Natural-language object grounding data
________________________

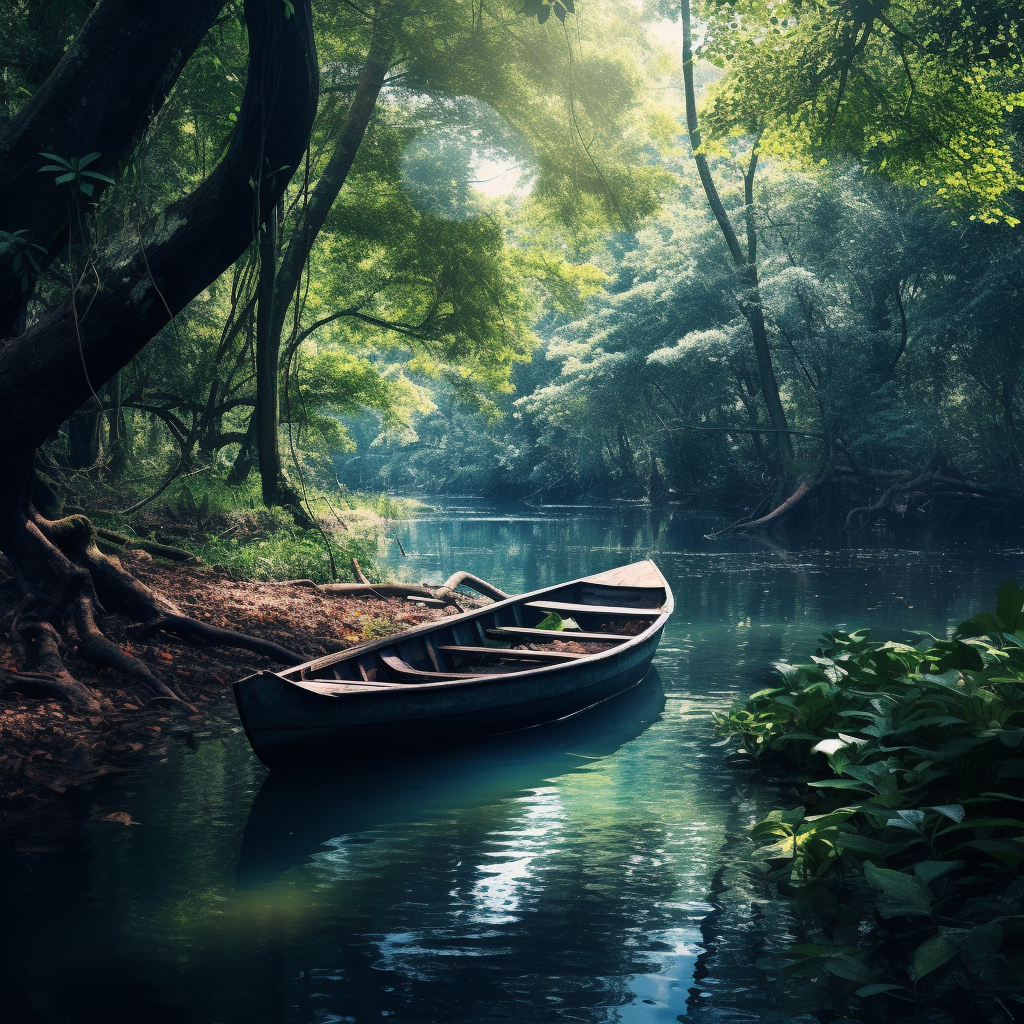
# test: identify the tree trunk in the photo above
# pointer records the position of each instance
(313, 216)
(83, 436)
(53, 368)
(101, 98)
(745, 263)
(267, 414)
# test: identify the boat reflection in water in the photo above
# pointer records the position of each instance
(298, 812)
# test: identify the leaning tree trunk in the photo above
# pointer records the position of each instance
(279, 283)
(54, 366)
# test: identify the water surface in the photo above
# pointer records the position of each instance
(563, 875)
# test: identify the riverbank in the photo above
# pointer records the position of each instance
(50, 753)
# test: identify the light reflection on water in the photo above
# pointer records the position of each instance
(561, 876)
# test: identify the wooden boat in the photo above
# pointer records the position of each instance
(480, 673)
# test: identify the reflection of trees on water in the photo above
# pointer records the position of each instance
(536, 896)
(503, 912)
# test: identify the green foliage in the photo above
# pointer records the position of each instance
(911, 859)
(914, 90)
(26, 256)
(74, 169)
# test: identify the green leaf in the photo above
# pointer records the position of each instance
(953, 811)
(929, 870)
(1009, 602)
(932, 953)
(903, 890)
(878, 989)
(848, 968)
(57, 160)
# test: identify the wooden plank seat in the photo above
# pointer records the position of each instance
(343, 685)
(524, 655)
(608, 610)
(402, 670)
(548, 636)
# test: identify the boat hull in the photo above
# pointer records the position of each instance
(291, 724)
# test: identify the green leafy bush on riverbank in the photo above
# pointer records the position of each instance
(228, 525)
(904, 863)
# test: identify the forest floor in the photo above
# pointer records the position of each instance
(50, 753)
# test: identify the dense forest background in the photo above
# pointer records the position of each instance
(557, 257)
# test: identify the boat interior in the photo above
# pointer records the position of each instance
(496, 640)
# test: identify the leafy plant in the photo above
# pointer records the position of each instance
(911, 859)
(75, 170)
(25, 256)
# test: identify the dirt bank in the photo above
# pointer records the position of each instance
(50, 753)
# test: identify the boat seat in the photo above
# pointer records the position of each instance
(547, 636)
(329, 686)
(524, 655)
(402, 670)
(608, 610)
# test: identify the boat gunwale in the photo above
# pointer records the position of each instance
(484, 678)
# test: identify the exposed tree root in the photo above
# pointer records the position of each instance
(116, 540)
(68, 585)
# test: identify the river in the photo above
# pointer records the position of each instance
(585, 871)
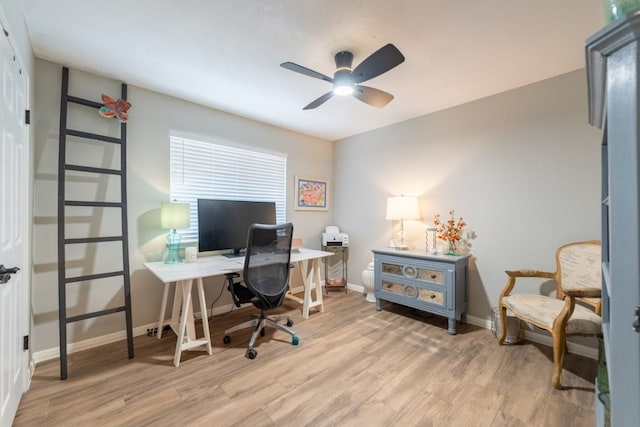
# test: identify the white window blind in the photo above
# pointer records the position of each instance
(215, 170)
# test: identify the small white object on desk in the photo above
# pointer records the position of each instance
(191, 254)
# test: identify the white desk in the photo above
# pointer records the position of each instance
(182, 321)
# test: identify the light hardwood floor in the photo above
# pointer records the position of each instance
(354, 367)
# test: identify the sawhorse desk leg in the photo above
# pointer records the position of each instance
(310, 280)
(182, 319)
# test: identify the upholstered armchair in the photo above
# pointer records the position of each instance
(573, 310)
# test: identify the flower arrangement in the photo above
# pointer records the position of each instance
(450, 231)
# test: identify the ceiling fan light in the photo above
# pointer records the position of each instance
(343, 90)
(342, 82)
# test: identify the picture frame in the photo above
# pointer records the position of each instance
(312, 194)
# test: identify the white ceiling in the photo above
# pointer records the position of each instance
(225, 54)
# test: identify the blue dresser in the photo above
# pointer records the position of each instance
(432, 283)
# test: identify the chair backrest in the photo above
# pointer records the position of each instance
(266, 263)
(579, 266)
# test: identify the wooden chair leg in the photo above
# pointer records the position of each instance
(559, 344)
(503, 321)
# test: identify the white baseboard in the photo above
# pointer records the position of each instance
(54, 353)
(539, 338)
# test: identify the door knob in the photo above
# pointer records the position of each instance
(5, 273)
(4, 270)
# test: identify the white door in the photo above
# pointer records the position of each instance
(13, 232)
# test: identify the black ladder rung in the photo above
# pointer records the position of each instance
(94, 314)
(92, 169)
(93, 239)
(93, 276)
(85, 102)
(93, 204)
(89, 135)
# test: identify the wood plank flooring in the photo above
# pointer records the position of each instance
(353, 367)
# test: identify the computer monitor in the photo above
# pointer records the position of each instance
(223, 224)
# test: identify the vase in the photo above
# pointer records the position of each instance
(452, 248)
(619, 9)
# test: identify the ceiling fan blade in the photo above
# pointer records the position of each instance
(376, 97)
(318, 102)
(380, 61)
(307, 72)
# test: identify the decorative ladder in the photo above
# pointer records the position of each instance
(64, 242)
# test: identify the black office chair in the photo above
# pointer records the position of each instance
(266, 280)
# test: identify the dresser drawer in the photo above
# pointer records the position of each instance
(415, 292)
(436, 284)
(412, 271)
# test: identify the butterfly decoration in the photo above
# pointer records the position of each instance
(114, 109)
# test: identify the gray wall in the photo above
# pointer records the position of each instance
(152, 117)
(522, 168)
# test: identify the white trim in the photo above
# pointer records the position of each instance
(540, 338)
(54, 353)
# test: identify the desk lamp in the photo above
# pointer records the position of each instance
(173, 216)
(401, 208)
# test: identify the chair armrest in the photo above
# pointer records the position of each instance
(514, 274)
(583, 293)
(530, 273)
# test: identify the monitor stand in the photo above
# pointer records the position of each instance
(237, 253)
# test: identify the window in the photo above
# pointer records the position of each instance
(219, 170)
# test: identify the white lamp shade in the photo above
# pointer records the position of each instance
(402, 207)
(175, 215)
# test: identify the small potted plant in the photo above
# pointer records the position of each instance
(450, 231)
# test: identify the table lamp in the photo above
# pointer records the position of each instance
(401, 208)
(173, 216)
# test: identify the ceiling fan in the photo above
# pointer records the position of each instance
(347, 81)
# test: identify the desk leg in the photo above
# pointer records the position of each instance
(311, 278)
(315, 271)
(163, 309)
(203, 312)
(185, 317)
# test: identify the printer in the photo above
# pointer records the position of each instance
(333, 237)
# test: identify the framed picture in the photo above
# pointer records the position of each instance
(312, 194)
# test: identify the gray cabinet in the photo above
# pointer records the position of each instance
(437, 284)
(614, 95)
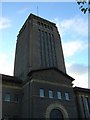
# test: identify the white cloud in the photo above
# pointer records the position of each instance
(72, 47)
(23, 10)
(80, 73)
(4, 23)
(6, 64)
(77, 25)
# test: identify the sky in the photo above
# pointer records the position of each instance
(72, 25)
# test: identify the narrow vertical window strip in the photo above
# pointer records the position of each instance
(83, 103)
(43, 49)
(54, 51)
(49, 50)
(50, 45)
(40, 46)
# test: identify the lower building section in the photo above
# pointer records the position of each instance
(46, 94)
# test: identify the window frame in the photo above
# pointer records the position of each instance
(7, 97)
(41, 92)
(67, 96)
(50, 94)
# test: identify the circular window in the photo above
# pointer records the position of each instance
(56, 114)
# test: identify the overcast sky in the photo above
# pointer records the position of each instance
(72, 25)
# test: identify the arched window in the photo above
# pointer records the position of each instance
(56, 114)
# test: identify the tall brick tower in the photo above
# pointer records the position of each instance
(38, 46)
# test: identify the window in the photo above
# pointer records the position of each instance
(67, 96)
(59, 95)
(42, 94)
(7, 97)
(86, 106)
(50, 94)
(16, 97)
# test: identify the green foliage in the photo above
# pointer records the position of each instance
(84, 5)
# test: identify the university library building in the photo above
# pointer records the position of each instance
(40, 87)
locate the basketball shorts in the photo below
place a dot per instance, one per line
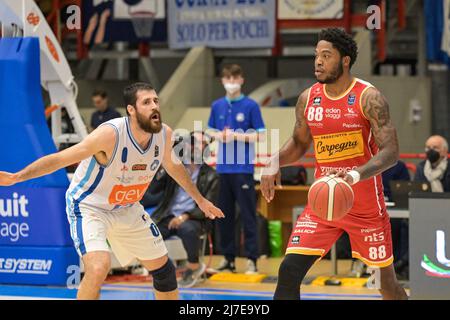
(129, 233)
(370, 236)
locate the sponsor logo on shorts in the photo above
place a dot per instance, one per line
(154, 229)
(351, 99)
(351, 113)
(308, 231)
(306, 224)
(25, 266)
(315, 124)
(324, 169)
(351, 125)
(139, 167)
(339, 146)
(123, 195)
(144, 178)
(375, 237)
(125, 180)
(333, 113)
(369, 230)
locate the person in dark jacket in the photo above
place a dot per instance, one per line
(435, 168)
(177, 213)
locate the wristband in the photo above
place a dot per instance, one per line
(356, 176)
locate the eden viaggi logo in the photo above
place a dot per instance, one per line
(432, 269)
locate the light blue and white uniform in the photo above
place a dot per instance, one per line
(103, 201)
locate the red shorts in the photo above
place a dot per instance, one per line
(370, 236)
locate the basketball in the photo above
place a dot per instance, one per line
(330, 198)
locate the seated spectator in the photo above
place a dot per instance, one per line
(400, 234)
(435, 168)
(104, 111)
(179, 215)
(397, 172)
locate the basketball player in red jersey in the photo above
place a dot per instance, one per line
(348, 121)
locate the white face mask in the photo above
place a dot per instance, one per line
(232, 88)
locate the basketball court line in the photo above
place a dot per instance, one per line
(125, 292)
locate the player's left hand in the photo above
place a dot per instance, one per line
(210, 210)
(340, 174)
(8, 179)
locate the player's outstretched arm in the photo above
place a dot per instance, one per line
(291, 152)
(97, 141)
(177, 171)
(376, 109)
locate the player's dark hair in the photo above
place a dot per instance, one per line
(130, 93)
(99, 92)
(341, 41)
(232, 70)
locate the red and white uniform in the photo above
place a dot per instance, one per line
(343, 140)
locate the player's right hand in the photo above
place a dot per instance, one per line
(269, 179)
(8, 179)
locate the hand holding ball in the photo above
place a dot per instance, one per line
(330, 198)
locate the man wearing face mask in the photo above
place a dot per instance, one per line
(237, 123)
(435, 168)
(178, 214)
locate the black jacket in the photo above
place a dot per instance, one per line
(420, 176)
(207, 184)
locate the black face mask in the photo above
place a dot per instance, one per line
(433, 155)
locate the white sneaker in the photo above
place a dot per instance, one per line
(251, 267)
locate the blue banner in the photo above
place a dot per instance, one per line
(221, 24)
(39, 265)
(33, 217)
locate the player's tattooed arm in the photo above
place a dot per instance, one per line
(299, 143)
(175, 168)
(291, 152)
(376, 109)
(99, 141)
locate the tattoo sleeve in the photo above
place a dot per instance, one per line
(376, 109)
(301, 138)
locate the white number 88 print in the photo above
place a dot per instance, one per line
(315, 114)
(377, 253)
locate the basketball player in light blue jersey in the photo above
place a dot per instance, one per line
(118, 162)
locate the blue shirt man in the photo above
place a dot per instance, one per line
(240, 114)
(237, 123)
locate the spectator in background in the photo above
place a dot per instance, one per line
(231, 119)
(178, 214)
(397, 172)
(400, 232)
(435, 168)
(104, 111)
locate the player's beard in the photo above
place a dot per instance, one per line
(148, 124)
(333, 75)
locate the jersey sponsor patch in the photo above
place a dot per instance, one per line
(339, 146)
(139, 167)
(123, 195)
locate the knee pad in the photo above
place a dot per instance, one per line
(164, 278)
(296, 266)
(290, 275)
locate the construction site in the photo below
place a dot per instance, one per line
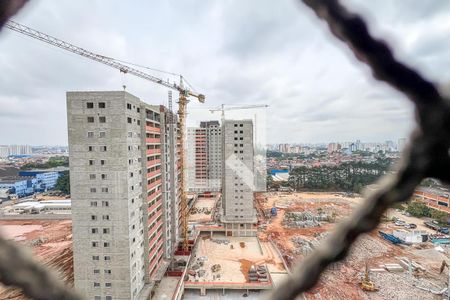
(376, 268)
(49, 241)
(290, 227)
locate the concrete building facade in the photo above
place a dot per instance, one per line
(204, 157)
(239, 214)
(116, 156)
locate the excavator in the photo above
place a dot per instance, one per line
(366, 284)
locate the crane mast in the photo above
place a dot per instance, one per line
(182, 102)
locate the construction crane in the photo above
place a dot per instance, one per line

________________________

* Exercise details:
Throughout the data above, copy all lines where the word "leafy" is found.

* Answer box:
# test: identify the green leafy bush on riverbank in the photo above
# test: identify the leafy plant in the photo above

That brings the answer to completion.